### PROBLEM DESCRIPTION
Copy out, without any change, the lines of the records that begin with the line containing "the door window" and continue through the last line of the records.
--- --- ---
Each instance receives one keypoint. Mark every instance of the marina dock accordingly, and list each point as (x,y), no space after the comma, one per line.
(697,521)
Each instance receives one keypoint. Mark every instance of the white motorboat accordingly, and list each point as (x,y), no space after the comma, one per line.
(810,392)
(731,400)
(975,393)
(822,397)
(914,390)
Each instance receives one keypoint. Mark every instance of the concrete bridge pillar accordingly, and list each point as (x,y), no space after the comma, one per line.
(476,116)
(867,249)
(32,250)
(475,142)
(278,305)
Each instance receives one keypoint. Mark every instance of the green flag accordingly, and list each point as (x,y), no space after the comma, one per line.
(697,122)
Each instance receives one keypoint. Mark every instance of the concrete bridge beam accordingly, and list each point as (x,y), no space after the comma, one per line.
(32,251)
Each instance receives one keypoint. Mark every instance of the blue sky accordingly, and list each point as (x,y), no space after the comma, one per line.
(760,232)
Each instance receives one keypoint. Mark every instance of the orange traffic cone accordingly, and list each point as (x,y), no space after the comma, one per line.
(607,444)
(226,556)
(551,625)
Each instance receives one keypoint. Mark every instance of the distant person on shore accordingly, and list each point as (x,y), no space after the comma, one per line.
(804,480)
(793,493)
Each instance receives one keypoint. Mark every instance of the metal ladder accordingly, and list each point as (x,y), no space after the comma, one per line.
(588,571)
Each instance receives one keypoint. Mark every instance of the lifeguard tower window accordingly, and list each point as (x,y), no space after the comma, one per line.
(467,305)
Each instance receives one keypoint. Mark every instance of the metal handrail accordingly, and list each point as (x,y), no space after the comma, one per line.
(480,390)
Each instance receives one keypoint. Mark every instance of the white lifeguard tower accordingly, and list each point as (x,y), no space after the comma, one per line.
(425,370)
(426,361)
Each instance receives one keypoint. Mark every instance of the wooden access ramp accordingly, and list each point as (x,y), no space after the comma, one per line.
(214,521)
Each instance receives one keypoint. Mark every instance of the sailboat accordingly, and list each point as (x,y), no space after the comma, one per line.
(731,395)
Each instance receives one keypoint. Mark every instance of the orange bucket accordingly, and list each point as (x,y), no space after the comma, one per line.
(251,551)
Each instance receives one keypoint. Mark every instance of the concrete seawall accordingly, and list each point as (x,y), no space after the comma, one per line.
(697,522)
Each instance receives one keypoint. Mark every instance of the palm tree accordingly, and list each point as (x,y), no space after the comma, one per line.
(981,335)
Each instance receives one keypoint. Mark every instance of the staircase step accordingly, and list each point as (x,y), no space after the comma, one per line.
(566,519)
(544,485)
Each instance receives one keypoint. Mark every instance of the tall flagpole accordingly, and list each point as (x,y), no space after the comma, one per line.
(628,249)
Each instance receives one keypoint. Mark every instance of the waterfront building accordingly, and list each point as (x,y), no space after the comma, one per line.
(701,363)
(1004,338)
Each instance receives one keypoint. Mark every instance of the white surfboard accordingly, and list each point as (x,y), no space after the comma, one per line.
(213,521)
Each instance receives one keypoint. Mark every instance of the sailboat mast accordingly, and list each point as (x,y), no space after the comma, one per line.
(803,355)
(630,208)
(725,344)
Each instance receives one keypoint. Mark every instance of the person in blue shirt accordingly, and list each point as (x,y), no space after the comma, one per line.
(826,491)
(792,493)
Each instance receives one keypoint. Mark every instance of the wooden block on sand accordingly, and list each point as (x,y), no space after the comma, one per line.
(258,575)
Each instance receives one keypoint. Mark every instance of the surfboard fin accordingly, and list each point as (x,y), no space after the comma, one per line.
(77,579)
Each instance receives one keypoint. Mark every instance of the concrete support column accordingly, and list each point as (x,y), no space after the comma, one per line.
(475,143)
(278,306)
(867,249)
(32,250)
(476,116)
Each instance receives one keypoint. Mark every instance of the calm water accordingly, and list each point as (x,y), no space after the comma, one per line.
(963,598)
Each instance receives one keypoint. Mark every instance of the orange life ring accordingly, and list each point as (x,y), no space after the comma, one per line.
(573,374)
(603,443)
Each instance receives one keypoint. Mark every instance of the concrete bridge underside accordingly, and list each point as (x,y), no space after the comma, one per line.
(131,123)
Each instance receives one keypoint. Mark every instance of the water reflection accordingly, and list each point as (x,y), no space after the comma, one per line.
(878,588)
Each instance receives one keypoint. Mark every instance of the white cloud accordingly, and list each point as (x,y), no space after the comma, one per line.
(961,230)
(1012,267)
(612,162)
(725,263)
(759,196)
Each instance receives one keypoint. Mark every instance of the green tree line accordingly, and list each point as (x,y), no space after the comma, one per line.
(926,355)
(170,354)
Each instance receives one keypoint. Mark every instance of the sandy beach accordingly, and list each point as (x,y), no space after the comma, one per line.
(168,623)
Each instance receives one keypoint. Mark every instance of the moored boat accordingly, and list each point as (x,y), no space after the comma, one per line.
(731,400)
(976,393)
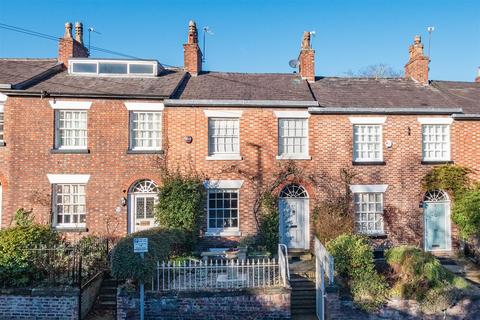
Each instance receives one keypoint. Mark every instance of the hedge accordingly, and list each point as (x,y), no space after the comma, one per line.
(162,244)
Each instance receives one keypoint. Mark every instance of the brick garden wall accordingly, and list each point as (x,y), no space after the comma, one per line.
(236,305)
(40,304)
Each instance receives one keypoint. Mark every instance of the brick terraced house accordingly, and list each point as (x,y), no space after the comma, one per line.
(82,142)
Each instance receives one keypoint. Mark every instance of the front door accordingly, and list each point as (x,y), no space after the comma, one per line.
(293,222)
(144,207)
(436,226)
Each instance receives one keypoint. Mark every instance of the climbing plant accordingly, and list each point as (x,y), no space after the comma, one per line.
(451,178)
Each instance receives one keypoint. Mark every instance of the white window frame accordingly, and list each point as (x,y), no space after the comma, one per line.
(437,122)
(71,179)
(131,132)
(231,185)
(367,121)
(293,115)
(374,232)
(57,130)
(228,115)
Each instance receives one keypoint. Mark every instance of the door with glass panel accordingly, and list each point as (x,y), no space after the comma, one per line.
(143,198)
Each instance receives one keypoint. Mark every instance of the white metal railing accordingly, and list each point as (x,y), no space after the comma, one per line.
(283,264)
(326,259)
(219,274)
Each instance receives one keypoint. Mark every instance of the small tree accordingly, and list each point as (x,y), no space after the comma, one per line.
(466,214)
(181,203)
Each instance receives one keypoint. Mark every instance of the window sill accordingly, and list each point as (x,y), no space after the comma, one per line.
(139,151)
(368,163)
(224,157)
(70,151)
(433,162)
(232,233)
(70,229)
(294,157)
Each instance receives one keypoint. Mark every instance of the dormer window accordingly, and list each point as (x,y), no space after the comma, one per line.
(124,68)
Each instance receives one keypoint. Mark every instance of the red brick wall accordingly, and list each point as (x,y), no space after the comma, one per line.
(112,170)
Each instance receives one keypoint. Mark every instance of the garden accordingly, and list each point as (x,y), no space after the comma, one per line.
(406,273)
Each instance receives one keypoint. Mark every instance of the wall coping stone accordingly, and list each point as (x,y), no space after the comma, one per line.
(41,292)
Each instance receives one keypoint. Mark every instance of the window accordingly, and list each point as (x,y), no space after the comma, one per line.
(367,142)
(223,136)
(436,142)
(222,210)
(369,213)
(69,205)
(292,138)
(71,129)
(122,68)
(146,130)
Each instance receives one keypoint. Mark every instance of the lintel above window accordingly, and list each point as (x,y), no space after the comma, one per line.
(68,178)
(70,105)
(223,113)
(144,106)
(292,114)
(368,188)
(367,120)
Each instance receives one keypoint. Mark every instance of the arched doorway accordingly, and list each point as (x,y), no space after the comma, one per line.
(294,217)
(436,211)
(142,198)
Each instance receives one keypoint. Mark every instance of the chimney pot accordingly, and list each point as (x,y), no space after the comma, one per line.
(68,30)
(191,51)
(306,59)
(69,47)
(417,65)
(79,32)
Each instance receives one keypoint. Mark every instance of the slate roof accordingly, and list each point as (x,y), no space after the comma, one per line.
(465,95)
(245,86)
(376,93)
(16,71)
(63,83)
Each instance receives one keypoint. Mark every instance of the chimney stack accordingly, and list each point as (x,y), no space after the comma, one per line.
(191,51)
(417,65)
(306,59)
(69,47)
(79,32)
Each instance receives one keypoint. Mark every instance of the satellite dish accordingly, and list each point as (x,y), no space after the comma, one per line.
(293,63)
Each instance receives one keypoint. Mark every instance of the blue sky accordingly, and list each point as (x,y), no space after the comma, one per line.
(261,36)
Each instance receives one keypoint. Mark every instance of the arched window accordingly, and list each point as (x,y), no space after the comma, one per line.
(143,197)
(435,196)
(293,191)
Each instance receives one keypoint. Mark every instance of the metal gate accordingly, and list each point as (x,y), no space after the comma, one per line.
(323,263)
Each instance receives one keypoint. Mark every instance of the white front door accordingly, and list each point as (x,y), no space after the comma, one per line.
(144,208)
(294,222)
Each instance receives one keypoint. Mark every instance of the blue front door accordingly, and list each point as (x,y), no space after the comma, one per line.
(436,231)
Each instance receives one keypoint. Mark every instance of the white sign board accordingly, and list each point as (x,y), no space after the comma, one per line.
(140,245)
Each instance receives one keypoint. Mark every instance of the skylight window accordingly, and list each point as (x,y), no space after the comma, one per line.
(109,68)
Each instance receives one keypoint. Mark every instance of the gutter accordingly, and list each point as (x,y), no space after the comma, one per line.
(43,94)
(471,116)
(239,103)
(399,111)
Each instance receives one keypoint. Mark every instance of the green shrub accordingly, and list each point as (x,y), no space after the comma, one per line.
(269,223)
(162,244)
(17,263)
(354,264)
(181,203)
(419,274)
(452,178)
(466,214)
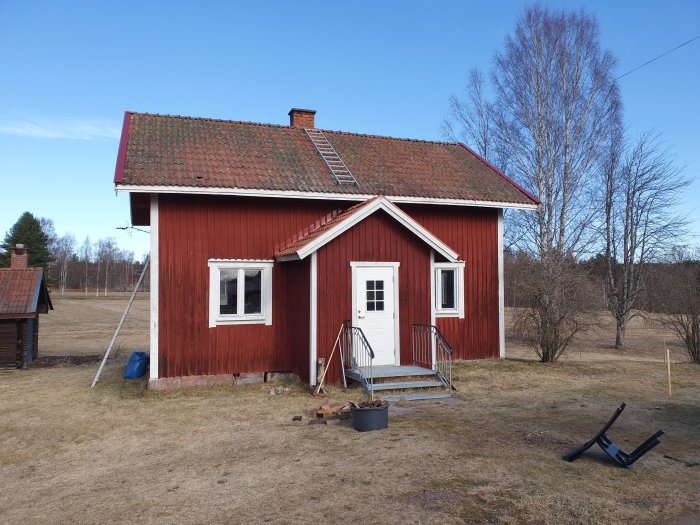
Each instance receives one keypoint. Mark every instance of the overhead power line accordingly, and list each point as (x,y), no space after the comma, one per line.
(658,57)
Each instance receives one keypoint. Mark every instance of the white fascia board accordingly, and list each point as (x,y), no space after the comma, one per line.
(291,257)
(295,194)
(392,210)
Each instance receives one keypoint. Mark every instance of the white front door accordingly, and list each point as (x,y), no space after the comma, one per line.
(375,297)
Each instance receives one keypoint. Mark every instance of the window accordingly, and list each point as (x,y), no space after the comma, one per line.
(449,289)
(375,296)
(240,292)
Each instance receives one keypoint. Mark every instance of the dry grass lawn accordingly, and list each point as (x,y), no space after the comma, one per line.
(122,454)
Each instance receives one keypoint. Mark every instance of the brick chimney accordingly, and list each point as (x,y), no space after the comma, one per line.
(19,257)
(302,118)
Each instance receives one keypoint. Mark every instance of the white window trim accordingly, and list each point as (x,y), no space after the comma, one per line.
(215,267)
(459,282)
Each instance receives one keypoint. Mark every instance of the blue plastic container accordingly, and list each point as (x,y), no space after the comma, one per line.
(137,365)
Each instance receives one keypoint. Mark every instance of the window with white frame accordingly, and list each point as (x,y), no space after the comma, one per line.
(240,292)
(449,289)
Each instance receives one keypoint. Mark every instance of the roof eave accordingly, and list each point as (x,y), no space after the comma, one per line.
(297,194)
(121,152)
(506,177)
(379,203)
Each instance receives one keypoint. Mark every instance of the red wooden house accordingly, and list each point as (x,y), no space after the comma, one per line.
(265,239)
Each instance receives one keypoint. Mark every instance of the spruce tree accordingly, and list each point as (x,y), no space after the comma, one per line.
(27,230)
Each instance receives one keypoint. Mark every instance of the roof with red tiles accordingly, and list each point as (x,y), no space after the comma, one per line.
(19,290)
(210,155)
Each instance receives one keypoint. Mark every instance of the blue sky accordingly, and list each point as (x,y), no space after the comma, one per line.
(71,69)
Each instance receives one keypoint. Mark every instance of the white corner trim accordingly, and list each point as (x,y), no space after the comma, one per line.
(433,301)
(313,318)
(294,194)
(501,292)
(153,328)
(394,211)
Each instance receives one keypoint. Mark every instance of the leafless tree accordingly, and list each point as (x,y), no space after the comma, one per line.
(551,315)
(62,252)
(86,256)
(679,302)
(642,185)
(106,254)
(558,104)
(555,106)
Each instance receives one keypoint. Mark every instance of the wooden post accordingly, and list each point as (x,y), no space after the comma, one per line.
(320,367)
(668,367)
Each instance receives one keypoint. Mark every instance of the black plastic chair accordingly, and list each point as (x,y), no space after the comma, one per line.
(611,449)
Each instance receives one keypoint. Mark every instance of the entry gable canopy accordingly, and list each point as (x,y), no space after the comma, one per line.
(325,233)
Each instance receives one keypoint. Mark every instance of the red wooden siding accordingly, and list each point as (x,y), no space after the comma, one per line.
(378,238)
(195,229)
(473,233)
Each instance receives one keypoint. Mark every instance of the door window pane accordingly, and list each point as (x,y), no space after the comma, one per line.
(253,291)
(375,296)
(228,291)
(447,281)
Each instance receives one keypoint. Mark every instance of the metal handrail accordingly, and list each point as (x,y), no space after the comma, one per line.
(357,354)
(426,339)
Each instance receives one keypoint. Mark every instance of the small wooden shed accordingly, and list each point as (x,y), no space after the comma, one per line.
(23,296)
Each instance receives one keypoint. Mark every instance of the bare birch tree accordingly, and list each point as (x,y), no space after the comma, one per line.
(86,256)
(641,185)
(62,251)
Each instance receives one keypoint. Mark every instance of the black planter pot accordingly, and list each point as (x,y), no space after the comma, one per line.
(366,419)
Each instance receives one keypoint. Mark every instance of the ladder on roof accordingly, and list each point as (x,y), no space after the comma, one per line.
(340,171)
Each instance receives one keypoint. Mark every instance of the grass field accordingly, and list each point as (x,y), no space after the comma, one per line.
(123,454)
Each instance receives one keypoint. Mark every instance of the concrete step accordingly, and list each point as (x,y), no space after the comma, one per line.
(406,384)
(414,397)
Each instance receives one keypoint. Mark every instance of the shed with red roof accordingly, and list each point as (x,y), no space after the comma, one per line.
(23,296)
(266,239)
--- --- ---
### OUTPUT
Each instance receives one keypoint. Mark every instance of the door window pane accordingly, and list each point as (x,y), no space after the comma, one per line.
(253,291)
(375,296)
(228,291)
(447,281)
Each instance receives one keypoint. Mark every instance of the metal handrail accordingly, and list each point as (x,y), no space after the comma, one per line.
(357,354)
(426,339)
Each instance receives one keypoint. Mark every instance of the small wooden shed accordingly, and list each point as (x,y), no space after the comma, one per line.
(23,296)
Each instance receives one keypoint. Mark every instance of the bare birch tree accordingly, and list each point as (x,y), no space after the comma, one per line.
(86,256)
(641,185)
(62,251)
Each instance receives one keypoint. Mark every instance of the black planter pot accordingly, and list each point as (x,y), no space after the comma, one per line.
(366,419)
Each instance receives one keypoint. Mark every instance of the ladder on roof accordingly, and list each point as (x,y), no space after the comma, one per line.
(340,171)
Each instance receives one keypoint. Mark every instance of the grass field accordingly, and list each point as (x,y), no space after the comma, one per line.
(123,454)
Each instance receives one keypoint. Mark every instance of the concrete step accordingly, and list each point as (x,y), no space after the comma, one per line.
(406,384)
(414,397)
Each instance receives one keypoint. Mark every instance of the shed with red roof accordingly, and list each point as (x,y), no space after the comma, one per line.
(23,296)
(266,239)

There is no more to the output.